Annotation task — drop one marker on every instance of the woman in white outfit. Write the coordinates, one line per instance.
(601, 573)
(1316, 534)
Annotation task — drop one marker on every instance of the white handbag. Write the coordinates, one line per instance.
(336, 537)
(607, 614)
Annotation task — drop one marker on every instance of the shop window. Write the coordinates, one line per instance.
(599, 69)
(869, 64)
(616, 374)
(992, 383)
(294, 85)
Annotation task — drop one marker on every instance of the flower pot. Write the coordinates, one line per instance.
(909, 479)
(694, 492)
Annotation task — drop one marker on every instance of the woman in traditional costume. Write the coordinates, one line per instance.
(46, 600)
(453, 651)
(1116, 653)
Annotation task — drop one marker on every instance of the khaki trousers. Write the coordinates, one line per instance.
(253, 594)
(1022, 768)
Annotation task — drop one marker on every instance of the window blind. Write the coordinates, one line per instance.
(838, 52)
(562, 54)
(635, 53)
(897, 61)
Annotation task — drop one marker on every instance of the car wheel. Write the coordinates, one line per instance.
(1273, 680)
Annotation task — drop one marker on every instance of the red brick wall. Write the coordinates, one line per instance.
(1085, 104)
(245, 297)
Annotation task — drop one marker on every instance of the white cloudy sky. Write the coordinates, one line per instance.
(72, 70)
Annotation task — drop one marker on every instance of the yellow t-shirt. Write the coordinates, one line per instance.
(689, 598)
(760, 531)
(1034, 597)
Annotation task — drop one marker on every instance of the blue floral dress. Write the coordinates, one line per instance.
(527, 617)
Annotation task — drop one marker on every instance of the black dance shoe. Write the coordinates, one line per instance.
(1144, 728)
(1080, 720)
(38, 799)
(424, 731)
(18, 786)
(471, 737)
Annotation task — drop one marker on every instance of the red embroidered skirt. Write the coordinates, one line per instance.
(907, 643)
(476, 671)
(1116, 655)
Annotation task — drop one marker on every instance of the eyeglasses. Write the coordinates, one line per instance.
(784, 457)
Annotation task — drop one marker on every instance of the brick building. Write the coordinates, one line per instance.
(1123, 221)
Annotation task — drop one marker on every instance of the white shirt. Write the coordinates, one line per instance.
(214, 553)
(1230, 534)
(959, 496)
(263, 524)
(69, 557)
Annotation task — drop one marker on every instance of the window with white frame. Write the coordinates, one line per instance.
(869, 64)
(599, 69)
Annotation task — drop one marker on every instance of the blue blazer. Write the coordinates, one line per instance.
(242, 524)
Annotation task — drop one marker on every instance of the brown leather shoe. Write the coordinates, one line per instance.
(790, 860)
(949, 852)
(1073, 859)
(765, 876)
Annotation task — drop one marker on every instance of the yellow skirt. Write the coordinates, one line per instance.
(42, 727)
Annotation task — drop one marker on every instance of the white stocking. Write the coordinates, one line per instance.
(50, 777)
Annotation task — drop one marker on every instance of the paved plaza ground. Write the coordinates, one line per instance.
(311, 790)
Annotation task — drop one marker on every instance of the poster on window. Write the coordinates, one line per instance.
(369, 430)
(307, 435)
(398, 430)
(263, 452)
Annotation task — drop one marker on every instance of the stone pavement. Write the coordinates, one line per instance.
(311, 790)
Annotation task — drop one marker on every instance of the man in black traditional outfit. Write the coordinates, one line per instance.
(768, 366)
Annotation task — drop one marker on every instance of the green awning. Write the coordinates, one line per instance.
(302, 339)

-- Exercise objective --
Copy every line of the records above word for word.

-- The completed task --
Annotation task — drop one marker on every instance of the woman in white outfit. Write the coordinates, one line per instance.
(601, 573)
(1316, 534)
Annotation task — drop one marker on every instance of the white handbag. Write the coordinates, one line per instance.
(336, 537)
(607, 614)
Annotation task — drop one marker on every instance of the shop window. Write the coordinates, one line per instance.
(599, 69)
(869, 64)
(616, 374)
(992, 383)
(294, 85)
Annotation task — drop one marker on every instance of the flower pot. Write the coordinates, one line per instance.
(909, 479)
(694, 492)
Annotation task — drop one marker on every instance of the woman in traditional costume. Write the coordinates, one line per instance.
(46, 600)
(453, 651)
(1116, 653)
Annotation task — drop one marker on every instance of the khaki trousers. Write the coordinates, one line per instance.
(253, 594)
(1022, 768)
Annotation task — drop one marker on every instance of the window blind. Write the coordinates, one line per instance.
(838, 52)
(562, 54)
(635, 53)
(897, 61)
Annotation task — drop one marker on every instance of the car wheel. Write the coordinates, one line per instance.
(1273, 680)
Annotation task — drop one marker on every instance of the red brick wall. Write the coordinates, one line per instance.
(1085, 104)
(245, 297)
Annotation task — drop one marker on every instance of the white cloudy sky. Write the coordinates, one line per instance.
(72, 70)
Annotation task — drop one marker on every instance of the yellow t-shirt. Write the coordinates, one line per instance.
(689, 598)
(760, 531)
(1034, 597)
Annotation task — drop one marker on every instance of the blue floral dress. Write the coordinates, one line per instance.
(527, 617)
Annotation task — drop one marker on every instance of the black dance shoe. Write the coordinates, one line per instance.
(1144, 728)
(1080, 720)
(38, 799)
(424, 731)
(18, 786)
(471, 737)
Annotation task — drop one marker on every instance of the red embroidered skirt. Write the coordinates, one line per instance.
(907, 643)
(476, 671)
(1116, 655)
Annotation task — drop one marker on every instance of the eyeglasses. Write the coordinates, one line per instance.
(784, 457)
Annotation task — drop one marker on every instance of the brick building. Write the coordinates, one line per instance.
(1123, 221)
Annotation task — drop one marker on every instance of the white shirt. Write the coordinates, one line per instance.
(214, 553)
(1230, 534)
(959, 496)
(263, 524)
(69, 557)
Annotation task — drop one marker on every instance of the window with white frame. Write the coordinates, one line per instance.
(869, 64)
(599, 69)
Annotation task — drop one marker on every instance of the blue blazer. Write the coordinates, one line per instance.
(242, 524)
Annotation task — drop one marker on every instance of the brown leather shoe. Write the coordinates, one line per instance.
(790, 860)
(949, 852)
(1073, 859)
(765, 876)
Annotation task — drop one marker on every instance of the yellow skirt. Write the coordinates, one line per instance.
(42, 727)
Annotation task — drop one marker on every instance of the white stocking. Write the coordinates, one line per instance.
(50, 777)
Annotation task — drop one marker on every instance of the paved plaza ground. Write the coordinates, one line per instance.
(311, 790)
Annotation task — drop one marker on every instance of the poster on window. Write the coordinates, one line per instance.
(369, 430)
(307, 435)
(398, 430)
(263, 452)
Annotation task — drop one marker on every instance of the stone pavement. Write the coordinates, one line per instance.
(311, 790)
Annotation task — drop one marker on every instance of the man in black traditional outfit. Write the coordinates, one line per instance.
(768, 366)
Annotation task — drop one marker on every instance of the green awning. Write the coordinates, one line per instance.
(302, 339)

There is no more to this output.